| ABOUT THIS EXERCISE |
Your answer should hold exactly the lines from the line containing "Object class to annotate: dress sleeve" through the end of the entries that follow.
(Beginning of INPUT DATA)
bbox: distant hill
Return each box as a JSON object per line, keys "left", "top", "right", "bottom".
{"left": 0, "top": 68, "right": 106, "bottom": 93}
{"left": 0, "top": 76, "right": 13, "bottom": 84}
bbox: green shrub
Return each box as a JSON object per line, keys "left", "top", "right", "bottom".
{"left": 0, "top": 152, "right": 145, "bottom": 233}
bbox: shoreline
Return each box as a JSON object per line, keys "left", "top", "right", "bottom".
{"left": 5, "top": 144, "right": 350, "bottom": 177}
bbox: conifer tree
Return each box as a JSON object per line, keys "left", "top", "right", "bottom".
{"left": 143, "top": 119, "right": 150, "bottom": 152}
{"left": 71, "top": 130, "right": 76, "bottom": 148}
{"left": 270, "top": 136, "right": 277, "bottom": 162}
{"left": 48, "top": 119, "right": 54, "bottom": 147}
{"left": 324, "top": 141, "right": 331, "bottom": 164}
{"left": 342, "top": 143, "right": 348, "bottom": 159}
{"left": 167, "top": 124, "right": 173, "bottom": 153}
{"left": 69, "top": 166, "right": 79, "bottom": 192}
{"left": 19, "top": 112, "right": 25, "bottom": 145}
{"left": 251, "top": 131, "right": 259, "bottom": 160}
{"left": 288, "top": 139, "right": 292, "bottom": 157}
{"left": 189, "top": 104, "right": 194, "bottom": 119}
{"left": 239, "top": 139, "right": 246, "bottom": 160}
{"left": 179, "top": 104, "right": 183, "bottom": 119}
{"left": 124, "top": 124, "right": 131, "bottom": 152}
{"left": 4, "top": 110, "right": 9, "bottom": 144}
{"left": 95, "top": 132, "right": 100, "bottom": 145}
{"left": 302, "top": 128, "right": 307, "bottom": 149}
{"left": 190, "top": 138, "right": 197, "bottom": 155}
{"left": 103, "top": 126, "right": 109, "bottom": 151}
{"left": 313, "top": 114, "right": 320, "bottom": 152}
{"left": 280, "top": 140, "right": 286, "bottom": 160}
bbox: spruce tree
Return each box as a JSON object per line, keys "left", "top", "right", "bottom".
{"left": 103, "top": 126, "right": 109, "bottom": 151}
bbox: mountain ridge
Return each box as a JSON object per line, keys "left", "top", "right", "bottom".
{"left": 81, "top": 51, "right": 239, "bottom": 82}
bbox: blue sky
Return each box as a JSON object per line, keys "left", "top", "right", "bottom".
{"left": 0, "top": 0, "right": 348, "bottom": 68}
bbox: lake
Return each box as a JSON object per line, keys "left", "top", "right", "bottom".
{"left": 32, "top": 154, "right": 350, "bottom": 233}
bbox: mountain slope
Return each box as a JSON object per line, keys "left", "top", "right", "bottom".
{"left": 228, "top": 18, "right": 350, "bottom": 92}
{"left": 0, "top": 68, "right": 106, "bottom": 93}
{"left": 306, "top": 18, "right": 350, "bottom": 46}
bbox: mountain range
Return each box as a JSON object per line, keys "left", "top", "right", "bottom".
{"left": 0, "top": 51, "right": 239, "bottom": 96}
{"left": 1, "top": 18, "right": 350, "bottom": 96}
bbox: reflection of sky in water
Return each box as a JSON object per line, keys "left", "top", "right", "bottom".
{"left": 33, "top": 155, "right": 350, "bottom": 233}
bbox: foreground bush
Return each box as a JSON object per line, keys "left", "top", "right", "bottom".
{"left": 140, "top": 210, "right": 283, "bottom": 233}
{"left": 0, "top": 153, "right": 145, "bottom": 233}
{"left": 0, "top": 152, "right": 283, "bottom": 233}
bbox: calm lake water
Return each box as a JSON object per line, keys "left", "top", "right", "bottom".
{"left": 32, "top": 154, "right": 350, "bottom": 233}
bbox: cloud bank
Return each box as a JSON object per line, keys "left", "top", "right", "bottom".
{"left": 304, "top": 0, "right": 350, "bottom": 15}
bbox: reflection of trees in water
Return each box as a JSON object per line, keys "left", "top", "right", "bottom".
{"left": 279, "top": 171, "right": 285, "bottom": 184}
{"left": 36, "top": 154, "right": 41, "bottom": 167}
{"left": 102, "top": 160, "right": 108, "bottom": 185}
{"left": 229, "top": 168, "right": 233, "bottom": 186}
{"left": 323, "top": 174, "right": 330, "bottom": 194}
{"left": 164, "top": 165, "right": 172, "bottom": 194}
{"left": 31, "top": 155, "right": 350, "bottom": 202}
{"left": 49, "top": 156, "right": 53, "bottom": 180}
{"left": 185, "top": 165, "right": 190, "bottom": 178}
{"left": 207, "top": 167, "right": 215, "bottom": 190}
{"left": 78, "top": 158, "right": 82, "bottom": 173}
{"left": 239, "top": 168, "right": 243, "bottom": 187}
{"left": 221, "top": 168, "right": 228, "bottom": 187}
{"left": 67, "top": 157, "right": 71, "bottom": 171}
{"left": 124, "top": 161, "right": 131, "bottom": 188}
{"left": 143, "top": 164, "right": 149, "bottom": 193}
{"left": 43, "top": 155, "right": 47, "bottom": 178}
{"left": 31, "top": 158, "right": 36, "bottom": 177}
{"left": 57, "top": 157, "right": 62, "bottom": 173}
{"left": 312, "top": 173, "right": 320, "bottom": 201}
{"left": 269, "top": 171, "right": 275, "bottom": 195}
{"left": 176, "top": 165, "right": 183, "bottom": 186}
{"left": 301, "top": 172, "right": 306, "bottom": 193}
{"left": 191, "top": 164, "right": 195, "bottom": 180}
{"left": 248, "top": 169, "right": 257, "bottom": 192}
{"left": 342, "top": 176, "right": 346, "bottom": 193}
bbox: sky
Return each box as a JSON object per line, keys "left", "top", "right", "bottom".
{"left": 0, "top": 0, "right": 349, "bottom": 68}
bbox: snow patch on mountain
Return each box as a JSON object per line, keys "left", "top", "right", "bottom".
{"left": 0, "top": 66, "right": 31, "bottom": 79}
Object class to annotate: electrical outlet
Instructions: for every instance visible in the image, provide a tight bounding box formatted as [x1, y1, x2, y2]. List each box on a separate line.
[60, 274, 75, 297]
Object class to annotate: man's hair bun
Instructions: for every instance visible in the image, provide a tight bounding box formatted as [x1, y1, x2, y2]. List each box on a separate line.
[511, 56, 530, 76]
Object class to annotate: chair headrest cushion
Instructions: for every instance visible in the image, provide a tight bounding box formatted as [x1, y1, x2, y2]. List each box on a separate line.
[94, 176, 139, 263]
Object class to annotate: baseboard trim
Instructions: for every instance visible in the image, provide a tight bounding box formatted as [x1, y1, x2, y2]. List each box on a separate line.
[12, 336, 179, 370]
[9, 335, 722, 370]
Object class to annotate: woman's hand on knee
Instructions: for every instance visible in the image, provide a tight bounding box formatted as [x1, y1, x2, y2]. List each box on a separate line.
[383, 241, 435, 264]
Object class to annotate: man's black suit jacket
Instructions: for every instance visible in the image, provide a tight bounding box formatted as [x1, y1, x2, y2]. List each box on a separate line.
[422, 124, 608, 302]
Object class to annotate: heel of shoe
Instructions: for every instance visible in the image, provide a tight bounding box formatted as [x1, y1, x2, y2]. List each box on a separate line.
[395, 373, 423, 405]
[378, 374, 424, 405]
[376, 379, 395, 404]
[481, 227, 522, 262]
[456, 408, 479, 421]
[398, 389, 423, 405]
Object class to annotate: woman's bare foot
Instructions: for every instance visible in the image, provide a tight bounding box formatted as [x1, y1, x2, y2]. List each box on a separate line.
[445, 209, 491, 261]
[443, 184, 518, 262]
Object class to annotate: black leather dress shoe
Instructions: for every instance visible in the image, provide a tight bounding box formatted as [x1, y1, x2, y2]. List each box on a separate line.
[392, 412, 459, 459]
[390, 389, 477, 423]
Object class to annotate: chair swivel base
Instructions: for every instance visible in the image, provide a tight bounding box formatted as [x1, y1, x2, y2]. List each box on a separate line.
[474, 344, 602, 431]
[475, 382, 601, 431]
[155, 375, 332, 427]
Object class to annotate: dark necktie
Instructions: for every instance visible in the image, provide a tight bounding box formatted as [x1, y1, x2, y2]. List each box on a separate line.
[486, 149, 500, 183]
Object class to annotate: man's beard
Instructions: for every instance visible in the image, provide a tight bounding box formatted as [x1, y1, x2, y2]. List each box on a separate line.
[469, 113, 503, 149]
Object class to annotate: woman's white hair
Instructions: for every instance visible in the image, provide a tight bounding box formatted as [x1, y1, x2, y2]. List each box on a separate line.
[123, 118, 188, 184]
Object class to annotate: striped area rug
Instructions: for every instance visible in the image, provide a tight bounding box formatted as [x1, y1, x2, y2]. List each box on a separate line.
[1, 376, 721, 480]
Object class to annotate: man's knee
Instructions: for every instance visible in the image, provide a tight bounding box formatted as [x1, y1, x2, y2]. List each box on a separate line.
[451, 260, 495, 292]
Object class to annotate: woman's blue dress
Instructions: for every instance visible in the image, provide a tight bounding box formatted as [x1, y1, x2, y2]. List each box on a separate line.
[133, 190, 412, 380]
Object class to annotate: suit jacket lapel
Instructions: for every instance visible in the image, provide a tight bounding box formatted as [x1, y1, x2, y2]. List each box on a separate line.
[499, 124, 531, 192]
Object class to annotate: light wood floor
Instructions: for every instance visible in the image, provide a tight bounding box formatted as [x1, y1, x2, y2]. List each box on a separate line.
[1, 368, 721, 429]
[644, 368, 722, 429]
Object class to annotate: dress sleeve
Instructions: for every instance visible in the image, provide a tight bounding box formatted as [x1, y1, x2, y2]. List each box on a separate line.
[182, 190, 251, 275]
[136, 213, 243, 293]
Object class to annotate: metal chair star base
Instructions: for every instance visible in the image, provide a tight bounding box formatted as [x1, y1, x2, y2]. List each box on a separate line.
(End of INPUT DATA)
| SOLUTION TO THIS EXERCISE |
Object class to annotate: dress sleeve
Instructions: for every instance visible in the image, provide a tight bounding box formatted as [x1, y1, x2, y2]. List each box on a separate line.
[182, 190, 251, 275]
[136, 213, 243, 293]
Object class to annotate: metal chair star base
Instructions: for every instance visible in the image, provide a tight bounding box formatted as [x1, y1, x2, y2]. List each box on a separate line.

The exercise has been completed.